*** Opening of Source material ***
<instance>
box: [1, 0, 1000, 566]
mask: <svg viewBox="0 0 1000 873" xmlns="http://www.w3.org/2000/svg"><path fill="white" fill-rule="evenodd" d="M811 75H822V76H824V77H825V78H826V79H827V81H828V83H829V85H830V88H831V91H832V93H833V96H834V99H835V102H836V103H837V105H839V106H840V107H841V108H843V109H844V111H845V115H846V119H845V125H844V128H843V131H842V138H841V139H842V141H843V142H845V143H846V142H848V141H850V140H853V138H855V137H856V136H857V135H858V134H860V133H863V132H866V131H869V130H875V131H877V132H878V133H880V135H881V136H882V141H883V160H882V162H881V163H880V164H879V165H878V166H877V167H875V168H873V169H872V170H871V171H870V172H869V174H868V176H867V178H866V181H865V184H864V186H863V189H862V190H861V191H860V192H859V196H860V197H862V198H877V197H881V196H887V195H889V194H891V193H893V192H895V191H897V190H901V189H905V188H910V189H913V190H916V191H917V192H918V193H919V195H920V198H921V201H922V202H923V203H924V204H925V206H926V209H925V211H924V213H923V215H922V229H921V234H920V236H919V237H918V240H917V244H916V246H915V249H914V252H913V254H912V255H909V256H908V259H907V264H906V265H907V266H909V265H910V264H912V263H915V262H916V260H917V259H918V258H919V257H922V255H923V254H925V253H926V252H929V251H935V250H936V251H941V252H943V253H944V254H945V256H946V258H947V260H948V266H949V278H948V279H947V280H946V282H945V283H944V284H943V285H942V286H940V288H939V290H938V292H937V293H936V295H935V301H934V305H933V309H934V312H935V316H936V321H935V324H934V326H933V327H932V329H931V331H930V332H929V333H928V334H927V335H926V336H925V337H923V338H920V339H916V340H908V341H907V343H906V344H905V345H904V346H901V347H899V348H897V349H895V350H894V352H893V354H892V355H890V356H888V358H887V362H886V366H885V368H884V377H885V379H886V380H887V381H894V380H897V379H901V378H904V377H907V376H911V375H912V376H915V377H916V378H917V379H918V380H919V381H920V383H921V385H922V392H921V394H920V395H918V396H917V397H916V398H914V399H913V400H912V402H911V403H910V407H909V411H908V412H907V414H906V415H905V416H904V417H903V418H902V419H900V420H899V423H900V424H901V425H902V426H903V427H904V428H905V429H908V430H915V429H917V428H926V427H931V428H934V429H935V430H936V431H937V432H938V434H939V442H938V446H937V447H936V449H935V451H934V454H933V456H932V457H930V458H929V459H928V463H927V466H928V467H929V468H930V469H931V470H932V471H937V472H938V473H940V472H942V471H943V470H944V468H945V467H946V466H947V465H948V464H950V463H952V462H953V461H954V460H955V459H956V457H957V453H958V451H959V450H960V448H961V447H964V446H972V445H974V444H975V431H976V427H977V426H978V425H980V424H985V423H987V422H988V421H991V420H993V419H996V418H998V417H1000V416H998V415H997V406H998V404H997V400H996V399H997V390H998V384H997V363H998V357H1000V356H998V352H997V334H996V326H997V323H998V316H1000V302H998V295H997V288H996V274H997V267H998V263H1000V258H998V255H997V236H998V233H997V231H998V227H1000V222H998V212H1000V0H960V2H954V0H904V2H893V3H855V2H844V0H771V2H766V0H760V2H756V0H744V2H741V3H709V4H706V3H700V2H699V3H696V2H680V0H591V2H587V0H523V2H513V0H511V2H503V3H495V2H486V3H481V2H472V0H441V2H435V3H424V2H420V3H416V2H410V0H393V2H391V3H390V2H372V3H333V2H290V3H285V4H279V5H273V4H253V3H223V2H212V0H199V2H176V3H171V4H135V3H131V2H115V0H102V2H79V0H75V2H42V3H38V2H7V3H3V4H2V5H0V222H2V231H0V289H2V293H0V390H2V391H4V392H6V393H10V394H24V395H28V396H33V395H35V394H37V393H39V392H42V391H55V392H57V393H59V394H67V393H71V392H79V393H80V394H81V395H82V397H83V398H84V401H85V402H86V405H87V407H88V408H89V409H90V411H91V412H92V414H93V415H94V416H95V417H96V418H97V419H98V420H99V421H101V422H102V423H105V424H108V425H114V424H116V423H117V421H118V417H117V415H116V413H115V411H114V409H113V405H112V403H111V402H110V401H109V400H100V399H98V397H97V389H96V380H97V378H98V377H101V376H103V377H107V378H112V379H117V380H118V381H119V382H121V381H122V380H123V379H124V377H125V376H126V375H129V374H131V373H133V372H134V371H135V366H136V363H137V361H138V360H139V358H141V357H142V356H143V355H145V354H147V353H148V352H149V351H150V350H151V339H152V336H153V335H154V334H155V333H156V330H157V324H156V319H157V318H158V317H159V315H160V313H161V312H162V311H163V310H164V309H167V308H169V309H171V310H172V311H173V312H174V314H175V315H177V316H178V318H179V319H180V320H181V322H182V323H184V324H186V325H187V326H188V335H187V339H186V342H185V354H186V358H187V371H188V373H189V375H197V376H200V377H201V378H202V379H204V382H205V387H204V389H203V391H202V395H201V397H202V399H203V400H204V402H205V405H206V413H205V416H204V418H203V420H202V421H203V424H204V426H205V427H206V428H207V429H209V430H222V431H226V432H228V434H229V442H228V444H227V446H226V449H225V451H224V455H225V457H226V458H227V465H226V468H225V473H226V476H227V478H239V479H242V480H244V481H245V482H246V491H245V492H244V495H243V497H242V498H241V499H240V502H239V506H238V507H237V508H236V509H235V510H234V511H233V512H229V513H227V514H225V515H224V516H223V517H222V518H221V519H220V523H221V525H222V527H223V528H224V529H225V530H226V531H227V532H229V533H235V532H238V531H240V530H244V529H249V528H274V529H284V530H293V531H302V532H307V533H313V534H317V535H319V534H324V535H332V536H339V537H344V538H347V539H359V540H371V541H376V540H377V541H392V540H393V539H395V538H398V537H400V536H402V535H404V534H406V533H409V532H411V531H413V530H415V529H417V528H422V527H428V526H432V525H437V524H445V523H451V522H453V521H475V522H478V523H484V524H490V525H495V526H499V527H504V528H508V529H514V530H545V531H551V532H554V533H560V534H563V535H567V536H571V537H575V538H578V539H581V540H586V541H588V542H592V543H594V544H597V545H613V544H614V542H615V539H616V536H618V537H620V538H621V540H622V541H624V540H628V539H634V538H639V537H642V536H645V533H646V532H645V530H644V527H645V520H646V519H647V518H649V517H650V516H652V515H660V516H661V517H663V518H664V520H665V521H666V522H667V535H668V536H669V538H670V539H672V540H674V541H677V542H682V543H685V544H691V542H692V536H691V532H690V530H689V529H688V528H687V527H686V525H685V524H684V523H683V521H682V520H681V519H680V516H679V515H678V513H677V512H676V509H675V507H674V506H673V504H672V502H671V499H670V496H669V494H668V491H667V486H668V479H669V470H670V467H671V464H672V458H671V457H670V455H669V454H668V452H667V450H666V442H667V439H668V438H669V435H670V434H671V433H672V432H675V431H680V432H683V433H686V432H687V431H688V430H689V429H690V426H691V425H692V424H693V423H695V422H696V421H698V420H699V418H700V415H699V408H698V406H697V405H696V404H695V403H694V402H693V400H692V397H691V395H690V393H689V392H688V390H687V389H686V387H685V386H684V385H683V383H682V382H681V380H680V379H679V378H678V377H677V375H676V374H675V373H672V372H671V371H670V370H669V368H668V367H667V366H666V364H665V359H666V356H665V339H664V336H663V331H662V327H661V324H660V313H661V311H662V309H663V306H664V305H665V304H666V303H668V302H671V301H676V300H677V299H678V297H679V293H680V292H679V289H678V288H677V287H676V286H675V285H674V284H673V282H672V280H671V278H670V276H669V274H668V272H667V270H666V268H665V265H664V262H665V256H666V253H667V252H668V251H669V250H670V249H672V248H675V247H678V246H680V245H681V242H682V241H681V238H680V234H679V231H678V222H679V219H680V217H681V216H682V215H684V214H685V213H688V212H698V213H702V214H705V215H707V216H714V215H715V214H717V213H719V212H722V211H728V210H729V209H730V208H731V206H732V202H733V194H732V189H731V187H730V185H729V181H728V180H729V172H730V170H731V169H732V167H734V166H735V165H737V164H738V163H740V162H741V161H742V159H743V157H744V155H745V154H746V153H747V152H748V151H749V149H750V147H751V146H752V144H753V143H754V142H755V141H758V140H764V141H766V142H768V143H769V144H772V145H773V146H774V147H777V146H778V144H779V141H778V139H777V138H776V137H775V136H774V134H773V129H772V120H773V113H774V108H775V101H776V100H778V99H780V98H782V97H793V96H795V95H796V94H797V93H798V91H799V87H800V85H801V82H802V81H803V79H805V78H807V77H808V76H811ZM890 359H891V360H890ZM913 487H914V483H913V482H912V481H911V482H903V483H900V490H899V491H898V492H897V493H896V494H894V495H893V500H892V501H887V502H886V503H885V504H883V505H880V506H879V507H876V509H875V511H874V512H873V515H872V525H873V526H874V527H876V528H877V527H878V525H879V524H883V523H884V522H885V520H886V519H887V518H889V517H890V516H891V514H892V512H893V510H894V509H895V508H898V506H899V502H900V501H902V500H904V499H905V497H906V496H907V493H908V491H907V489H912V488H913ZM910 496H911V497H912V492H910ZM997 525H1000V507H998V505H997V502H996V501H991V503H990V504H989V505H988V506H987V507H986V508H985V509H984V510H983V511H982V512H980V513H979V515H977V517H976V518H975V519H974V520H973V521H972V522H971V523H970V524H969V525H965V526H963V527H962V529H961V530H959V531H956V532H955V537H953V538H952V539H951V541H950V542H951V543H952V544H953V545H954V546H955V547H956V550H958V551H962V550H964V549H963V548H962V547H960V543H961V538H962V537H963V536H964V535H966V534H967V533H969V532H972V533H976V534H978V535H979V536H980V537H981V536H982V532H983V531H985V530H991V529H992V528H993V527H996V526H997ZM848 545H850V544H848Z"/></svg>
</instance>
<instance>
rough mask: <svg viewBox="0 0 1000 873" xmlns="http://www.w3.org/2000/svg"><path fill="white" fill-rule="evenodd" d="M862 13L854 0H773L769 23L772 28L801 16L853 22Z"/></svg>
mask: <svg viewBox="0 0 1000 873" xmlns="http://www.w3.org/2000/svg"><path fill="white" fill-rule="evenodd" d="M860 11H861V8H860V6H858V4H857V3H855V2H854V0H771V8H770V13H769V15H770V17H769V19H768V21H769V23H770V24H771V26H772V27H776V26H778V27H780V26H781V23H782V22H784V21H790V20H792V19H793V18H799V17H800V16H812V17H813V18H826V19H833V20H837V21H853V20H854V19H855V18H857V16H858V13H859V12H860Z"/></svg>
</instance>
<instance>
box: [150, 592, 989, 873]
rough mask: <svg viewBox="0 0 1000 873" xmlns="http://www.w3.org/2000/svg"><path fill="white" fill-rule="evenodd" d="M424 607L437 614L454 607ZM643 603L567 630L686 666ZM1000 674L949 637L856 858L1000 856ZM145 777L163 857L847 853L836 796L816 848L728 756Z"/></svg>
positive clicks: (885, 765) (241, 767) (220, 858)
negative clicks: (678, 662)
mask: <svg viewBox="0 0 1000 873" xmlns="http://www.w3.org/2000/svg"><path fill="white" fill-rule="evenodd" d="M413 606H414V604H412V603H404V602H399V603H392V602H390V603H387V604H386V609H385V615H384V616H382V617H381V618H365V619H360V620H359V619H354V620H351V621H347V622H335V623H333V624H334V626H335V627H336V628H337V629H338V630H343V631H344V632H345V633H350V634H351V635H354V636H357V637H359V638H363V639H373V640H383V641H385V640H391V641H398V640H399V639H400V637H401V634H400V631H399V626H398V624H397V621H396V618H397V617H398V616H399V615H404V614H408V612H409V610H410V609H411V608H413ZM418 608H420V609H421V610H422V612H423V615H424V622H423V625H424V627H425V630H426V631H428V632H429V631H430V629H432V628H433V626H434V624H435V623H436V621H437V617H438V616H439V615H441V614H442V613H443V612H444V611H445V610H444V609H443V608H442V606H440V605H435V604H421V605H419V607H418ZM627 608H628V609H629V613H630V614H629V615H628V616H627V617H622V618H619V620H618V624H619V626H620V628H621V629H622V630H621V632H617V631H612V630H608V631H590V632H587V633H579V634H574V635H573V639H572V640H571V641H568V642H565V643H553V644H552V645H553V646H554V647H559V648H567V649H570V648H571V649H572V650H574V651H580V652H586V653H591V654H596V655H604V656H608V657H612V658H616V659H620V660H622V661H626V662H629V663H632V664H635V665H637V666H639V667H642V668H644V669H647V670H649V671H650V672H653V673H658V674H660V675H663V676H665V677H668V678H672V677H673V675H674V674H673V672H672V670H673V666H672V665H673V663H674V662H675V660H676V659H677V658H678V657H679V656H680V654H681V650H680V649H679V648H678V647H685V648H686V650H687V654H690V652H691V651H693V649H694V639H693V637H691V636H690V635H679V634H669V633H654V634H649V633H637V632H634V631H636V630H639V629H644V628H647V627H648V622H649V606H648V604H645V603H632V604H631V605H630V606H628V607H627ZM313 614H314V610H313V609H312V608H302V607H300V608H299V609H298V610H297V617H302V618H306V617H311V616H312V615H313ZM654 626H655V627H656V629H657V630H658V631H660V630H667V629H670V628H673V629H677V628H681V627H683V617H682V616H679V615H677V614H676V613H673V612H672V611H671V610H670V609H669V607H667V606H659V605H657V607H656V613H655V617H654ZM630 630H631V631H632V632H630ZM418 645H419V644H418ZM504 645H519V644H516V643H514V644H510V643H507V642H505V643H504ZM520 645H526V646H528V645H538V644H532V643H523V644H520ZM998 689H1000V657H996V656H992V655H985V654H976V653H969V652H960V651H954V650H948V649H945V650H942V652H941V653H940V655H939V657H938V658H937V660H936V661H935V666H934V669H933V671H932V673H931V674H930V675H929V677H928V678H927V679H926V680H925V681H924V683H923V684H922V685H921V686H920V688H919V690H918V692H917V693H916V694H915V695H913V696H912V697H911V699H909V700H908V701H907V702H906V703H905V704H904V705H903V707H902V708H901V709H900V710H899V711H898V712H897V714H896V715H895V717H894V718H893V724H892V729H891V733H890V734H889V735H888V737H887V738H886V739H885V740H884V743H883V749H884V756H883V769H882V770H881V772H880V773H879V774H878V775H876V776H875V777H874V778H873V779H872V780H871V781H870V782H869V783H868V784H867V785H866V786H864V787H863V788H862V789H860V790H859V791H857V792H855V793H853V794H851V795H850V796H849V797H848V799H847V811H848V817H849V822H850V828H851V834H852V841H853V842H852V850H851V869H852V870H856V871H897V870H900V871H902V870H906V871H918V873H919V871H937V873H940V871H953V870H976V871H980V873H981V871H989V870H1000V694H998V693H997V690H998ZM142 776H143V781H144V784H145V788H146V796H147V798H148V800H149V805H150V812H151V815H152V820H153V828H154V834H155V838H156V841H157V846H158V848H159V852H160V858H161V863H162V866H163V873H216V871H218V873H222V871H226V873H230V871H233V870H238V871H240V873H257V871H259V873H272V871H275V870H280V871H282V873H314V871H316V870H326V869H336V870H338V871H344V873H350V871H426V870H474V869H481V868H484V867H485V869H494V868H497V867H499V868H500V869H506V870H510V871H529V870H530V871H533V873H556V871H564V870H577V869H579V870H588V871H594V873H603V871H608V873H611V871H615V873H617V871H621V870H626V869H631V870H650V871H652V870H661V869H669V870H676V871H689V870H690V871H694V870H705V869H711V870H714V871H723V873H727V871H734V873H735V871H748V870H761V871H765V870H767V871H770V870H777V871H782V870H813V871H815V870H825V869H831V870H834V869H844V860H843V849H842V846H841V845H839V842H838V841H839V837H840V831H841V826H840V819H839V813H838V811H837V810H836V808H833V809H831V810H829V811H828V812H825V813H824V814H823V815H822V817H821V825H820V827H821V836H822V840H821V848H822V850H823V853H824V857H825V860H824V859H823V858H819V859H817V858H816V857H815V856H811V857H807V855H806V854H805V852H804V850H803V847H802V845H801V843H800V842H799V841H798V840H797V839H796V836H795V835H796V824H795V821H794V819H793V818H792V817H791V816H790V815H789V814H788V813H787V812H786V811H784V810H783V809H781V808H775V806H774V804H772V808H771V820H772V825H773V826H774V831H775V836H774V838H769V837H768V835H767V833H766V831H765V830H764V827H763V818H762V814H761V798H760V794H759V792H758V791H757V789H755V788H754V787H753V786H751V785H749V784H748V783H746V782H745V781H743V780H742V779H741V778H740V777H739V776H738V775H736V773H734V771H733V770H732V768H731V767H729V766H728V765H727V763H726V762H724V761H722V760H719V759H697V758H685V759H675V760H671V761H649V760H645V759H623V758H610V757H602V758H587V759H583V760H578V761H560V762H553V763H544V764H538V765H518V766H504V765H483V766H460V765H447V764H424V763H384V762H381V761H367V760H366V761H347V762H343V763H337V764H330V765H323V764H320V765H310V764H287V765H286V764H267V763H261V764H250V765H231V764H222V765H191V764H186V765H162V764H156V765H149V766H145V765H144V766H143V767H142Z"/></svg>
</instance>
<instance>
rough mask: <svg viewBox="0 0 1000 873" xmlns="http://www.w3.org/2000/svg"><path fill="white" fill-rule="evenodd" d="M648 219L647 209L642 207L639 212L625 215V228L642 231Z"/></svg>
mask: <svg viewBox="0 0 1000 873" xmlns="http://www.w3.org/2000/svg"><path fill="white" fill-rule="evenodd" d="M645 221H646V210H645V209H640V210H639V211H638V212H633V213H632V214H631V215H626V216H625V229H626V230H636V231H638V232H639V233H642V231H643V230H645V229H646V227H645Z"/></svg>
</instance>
*** Close of Source material ***
» **Directions for this task**
Every line above in which the word "clicks" occurs needs to be copied.

» **Answer to the exercise**
positive clicks: (885, 765) (241, 767) (220, 858)
negative clicks: (678, 662)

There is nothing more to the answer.